• MATERIAL PROVIDED:

%%

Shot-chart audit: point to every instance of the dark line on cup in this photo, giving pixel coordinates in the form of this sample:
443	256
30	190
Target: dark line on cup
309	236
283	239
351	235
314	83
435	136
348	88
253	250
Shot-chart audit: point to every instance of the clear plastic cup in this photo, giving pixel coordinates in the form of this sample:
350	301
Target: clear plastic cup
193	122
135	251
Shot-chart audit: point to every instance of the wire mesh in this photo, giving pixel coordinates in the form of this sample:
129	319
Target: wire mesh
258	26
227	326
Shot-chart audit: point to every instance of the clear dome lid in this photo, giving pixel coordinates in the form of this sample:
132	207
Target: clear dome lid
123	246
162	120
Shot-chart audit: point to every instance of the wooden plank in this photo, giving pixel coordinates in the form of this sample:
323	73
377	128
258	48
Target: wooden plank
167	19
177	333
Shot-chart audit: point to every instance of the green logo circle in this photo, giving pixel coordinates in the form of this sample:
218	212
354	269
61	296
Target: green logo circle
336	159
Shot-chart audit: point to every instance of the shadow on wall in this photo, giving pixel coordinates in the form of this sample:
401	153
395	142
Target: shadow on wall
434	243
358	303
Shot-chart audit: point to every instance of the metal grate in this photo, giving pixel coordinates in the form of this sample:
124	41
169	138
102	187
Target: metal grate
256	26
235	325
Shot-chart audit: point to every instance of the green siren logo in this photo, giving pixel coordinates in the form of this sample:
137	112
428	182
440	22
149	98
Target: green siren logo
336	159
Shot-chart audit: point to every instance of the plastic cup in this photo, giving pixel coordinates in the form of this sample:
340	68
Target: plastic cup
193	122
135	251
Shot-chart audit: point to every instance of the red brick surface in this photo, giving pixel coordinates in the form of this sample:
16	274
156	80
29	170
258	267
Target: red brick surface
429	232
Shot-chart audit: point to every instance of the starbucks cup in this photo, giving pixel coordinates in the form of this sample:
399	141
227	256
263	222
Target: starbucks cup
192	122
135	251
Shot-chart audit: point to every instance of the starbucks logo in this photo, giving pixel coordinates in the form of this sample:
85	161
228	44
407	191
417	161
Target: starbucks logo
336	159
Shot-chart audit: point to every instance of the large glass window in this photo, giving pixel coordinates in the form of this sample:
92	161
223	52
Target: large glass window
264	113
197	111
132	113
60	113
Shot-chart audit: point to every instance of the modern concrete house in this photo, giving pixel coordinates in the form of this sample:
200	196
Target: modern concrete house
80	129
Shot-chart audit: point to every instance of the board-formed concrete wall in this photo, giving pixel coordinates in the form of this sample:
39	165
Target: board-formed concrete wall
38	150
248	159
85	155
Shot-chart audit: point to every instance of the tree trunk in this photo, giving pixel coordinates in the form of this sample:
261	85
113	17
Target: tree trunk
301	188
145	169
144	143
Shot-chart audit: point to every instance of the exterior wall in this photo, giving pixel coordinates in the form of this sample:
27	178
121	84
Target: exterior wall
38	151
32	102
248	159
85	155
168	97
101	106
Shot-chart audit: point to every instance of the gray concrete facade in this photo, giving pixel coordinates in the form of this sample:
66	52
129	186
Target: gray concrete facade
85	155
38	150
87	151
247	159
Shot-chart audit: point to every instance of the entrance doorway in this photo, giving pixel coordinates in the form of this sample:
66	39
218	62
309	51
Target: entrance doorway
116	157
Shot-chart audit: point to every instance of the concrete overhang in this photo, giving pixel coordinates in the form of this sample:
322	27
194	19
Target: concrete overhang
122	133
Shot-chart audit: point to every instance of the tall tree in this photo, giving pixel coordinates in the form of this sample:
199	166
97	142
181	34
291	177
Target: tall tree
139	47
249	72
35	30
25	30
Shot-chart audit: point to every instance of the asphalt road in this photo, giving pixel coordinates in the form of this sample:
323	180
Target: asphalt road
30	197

%%

• TO DO: Rewrite the items from the line with "Shot-chart audit: point to every instance of the tall" up to and including the final line, offsetting every answer coordinate by -35 and keeping the requests unchanged.

• SOLUTION TO THE PROBLEM:
Shot-chart audit: point to every instance of the tall tree in this photo, giving pixel coordinates in the form of this sample:
199	166
97	142
181	34
291	177
Target: tall tree
104	12
214	37
0	-5
-10	-5
Shot-chart audit: point to every instance of the asphalt road in this photo, giving pixel coordinates in the form of this sample:
323	180
Target: asphalt road
-5	162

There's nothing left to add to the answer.